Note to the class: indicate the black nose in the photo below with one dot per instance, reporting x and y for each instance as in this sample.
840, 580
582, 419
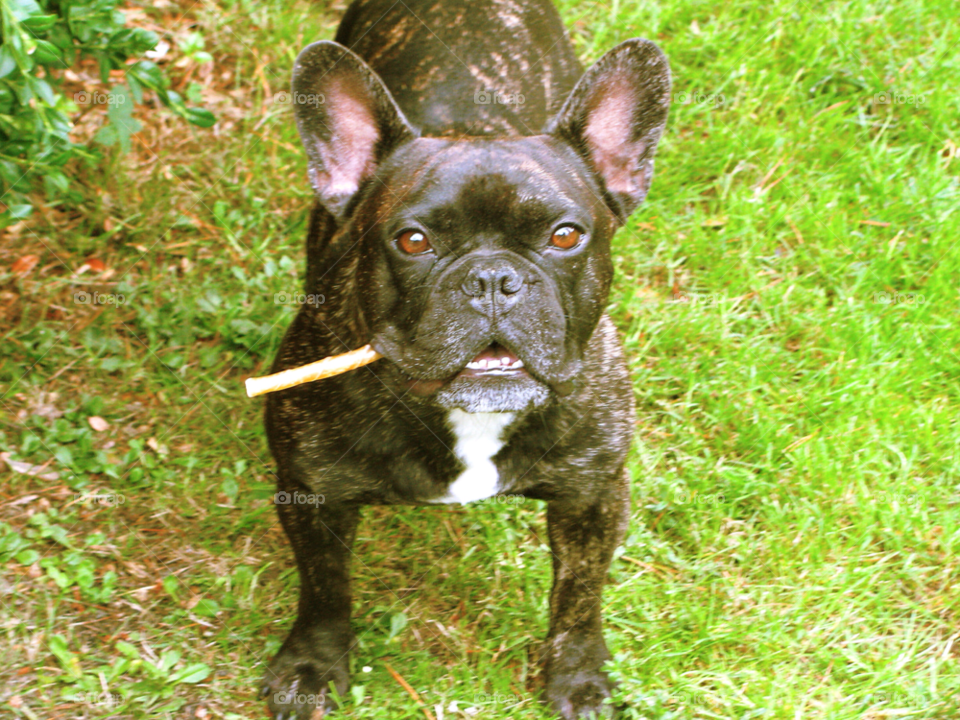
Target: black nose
493, 281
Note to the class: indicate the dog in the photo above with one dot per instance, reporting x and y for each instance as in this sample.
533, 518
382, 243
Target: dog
469, 177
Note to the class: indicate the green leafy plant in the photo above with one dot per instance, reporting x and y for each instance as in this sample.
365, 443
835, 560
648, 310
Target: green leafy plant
41, 40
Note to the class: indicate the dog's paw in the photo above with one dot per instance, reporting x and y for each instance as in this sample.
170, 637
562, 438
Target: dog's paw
576, 686
297, 683
577, 695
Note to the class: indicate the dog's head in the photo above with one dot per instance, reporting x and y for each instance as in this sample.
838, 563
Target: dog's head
484, 264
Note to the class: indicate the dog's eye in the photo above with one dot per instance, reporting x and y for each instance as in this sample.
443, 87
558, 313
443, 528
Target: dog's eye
413, 242
565, 237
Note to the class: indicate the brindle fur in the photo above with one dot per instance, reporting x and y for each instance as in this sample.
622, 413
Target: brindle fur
484, 179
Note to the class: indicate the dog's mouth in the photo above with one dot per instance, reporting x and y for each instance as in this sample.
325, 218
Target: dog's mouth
494, 360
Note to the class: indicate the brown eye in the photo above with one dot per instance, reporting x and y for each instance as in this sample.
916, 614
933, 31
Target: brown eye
413, 242
565, 237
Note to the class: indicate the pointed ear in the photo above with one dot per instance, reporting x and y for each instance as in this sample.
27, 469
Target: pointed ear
614, 118
347, 119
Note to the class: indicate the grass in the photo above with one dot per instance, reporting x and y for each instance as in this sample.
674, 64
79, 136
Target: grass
788, 301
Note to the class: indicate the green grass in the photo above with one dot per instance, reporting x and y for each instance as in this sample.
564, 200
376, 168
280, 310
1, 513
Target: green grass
794, 544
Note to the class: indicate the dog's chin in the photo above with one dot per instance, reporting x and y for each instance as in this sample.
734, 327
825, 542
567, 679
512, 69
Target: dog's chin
507, 392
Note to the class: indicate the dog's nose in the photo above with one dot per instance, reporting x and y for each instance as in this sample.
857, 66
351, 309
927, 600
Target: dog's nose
497, 282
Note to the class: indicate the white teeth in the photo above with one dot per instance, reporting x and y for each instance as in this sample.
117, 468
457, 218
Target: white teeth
503, 363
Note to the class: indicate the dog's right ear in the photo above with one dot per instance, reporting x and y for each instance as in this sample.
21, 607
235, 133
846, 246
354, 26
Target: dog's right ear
347, 119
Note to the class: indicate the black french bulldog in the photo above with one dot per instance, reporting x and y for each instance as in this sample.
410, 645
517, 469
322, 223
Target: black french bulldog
469, 178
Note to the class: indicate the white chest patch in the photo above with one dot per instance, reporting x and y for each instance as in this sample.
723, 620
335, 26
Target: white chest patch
477, 441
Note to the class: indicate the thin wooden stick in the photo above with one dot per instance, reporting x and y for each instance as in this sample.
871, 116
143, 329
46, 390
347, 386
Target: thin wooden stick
328, 367
410, 691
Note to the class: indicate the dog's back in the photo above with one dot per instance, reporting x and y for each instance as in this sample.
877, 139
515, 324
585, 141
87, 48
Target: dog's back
481, 68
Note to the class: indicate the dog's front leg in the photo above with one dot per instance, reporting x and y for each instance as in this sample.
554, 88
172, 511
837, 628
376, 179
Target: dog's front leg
583, 535
315, 655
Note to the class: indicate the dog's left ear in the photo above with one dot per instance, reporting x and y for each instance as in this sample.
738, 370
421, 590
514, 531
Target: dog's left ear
348, 122
614, 118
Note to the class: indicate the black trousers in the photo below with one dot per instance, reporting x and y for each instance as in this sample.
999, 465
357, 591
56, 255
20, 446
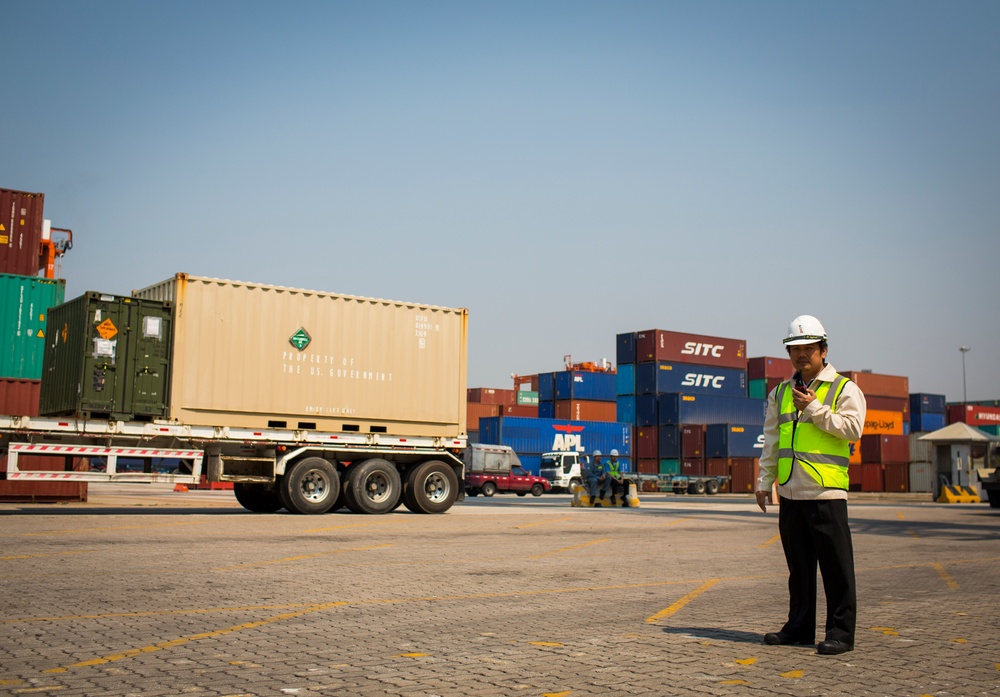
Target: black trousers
816, 532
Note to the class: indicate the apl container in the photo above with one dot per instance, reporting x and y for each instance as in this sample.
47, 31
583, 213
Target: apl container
734, 440
24, 306
536, 436
585, 385
21, 217
260, 356
660, 376
676, 409
678, 347
107, 356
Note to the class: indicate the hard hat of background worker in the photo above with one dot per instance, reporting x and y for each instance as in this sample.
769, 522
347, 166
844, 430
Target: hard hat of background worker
804, 329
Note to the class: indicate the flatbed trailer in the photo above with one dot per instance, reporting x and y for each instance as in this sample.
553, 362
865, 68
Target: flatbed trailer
302, 471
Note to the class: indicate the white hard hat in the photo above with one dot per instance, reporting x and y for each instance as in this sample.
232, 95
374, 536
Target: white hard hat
804, 329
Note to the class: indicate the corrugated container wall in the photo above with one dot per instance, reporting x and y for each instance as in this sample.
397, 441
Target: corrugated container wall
678, 347
21, 215
107, 356
24, 306
258, 356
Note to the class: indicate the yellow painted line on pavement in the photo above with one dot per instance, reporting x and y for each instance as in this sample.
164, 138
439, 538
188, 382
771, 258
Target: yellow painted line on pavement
541, 522
180, 641
45, 554
668, 611
301, 557
945, 576
120, 527
769, 542
394, 521
569, 549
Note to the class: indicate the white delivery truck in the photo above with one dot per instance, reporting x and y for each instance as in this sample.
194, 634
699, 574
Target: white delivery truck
304, 400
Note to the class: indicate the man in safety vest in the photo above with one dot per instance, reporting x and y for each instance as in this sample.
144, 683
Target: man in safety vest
811, 421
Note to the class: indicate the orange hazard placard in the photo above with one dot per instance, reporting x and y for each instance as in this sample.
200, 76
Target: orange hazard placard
107, 329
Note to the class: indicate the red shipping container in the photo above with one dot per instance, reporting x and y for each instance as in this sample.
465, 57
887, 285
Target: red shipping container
677, 347
743, 474
897, 404
878, 385
489, 395
586, 410
974, 415
21, 216
19, 397
885, 449
766, 367
647, 442
648, 466
897, 477
872, 476
693, 441
692, 468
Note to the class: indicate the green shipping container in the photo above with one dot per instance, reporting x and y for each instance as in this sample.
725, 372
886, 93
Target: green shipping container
670, 466
107, 356
24, 305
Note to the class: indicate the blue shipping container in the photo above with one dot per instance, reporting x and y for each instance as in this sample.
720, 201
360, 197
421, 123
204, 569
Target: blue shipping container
734, 440
626, 409
529, 436
921, 422
659, 377
676, 409
625, 381
597, 387
928, 403
646, 410
546, 387
625, 349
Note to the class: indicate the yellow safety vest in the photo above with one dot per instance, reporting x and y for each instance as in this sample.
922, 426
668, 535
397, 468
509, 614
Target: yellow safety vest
823, 455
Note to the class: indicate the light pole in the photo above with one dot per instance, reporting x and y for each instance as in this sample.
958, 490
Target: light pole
964, 350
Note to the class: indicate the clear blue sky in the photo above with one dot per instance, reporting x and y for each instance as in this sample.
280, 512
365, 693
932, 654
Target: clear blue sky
566, 170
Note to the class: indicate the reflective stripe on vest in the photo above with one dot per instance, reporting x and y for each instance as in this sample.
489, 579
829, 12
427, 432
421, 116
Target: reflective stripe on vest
823, 455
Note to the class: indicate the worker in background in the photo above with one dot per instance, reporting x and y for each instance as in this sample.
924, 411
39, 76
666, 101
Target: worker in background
596, 478
811, 421
613, 469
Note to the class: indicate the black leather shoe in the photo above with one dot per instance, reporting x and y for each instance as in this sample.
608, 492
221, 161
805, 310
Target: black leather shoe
831, 647
782, 639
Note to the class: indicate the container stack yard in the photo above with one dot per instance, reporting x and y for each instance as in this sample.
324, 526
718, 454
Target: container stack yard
28, 288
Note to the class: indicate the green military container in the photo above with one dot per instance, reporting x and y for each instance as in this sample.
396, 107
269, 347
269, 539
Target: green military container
108, 357
24, 305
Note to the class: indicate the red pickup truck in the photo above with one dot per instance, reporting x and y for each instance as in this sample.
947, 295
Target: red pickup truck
517, 480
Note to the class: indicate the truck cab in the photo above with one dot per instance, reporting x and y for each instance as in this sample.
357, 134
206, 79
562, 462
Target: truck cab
564, 470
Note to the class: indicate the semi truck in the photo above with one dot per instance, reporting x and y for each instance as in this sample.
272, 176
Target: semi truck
305, 400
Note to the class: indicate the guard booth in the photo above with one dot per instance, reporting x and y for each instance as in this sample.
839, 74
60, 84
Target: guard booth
964, 458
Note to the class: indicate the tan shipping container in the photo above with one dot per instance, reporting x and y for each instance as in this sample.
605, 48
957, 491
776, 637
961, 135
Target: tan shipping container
251, 355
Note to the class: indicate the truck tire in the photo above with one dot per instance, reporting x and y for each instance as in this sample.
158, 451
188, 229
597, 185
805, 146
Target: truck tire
259, 498
310, 486
373, 487
430, 487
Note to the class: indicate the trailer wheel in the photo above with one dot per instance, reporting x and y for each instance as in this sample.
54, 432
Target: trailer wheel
373, 487
259, 498
431, 487
310, 486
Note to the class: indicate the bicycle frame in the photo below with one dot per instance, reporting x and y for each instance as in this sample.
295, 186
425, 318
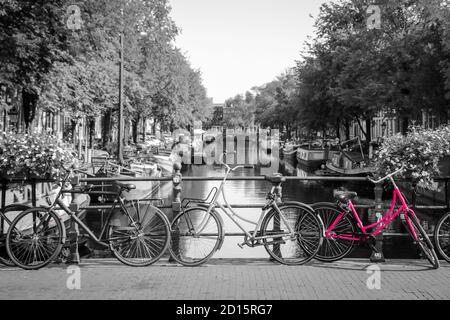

* [Directive] Find each line of the data above that contains the string "patch", and copy every such line. The match is case-sensitive.

* [Written response]
Note to the class: indicate the white chest patch in the photo above with one dot per instance, reporting x and y for each instance as in this sample.
Target: white chest patch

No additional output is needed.